======== EXTRACTED ENTRIES ========
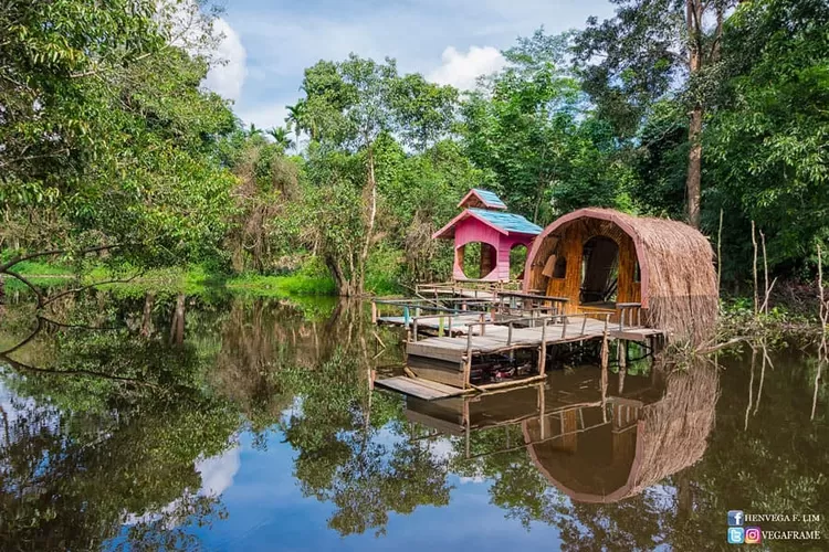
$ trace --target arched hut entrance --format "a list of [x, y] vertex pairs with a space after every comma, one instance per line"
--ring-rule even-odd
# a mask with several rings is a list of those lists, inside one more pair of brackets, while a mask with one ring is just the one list
[[524, 291], [567, 299], [569, 315], [622, 310], [673, 338], [703, 340], [716, 317], [713, 251], [676, 221], [581, 209], [544, 229], [527, 255]]

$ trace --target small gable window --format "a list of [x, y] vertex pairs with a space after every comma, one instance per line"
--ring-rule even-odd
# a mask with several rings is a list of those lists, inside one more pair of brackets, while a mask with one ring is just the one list
[[553, 269], [553, 277], [554, 278], [565, 278], [567, 277], [567, 259], [564, 257], [558, 257], [556, 259], [556, 266]]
========
STATED GOAL: Convert every line of the entries into a JSON list of strings, one string per line, skipping blank lines and leaving out the pictures.

WRITTEN ANSWER:
[
  "$ trace --target arched hut entrance --format \"a list of [x, y] vertex pairs with a space after every comma, one instance per line\"",
  "--ring-rule even-odd",
  "# a mask with several rings is a list of those lists, inside one more pair of brackets, while a mask with one ring is just the one list",
  "[[524, 291], [567, 299], [569, 315], [622, 310], [673, 338], [703, 340], [716, 317], [713, 251], [676, 221], [581, 209], [544, 229], [527, 255]]",
  "$ trace --target small gable window --format \"a list of [x, y] vertex pairs with a space after every comma, one instance per line\"",
  "--ring-rule even-odd",
  "# a mask with several rings is a list of those lists, inside one more pair of brackets, while a mask with one ring is just the one list",
  "[[553, 269], [553, 277], [554, 278], [565, 278], [567, 277], [567, 259], [564, 257], [558, 257], [556, 259], [556, 266]]"
]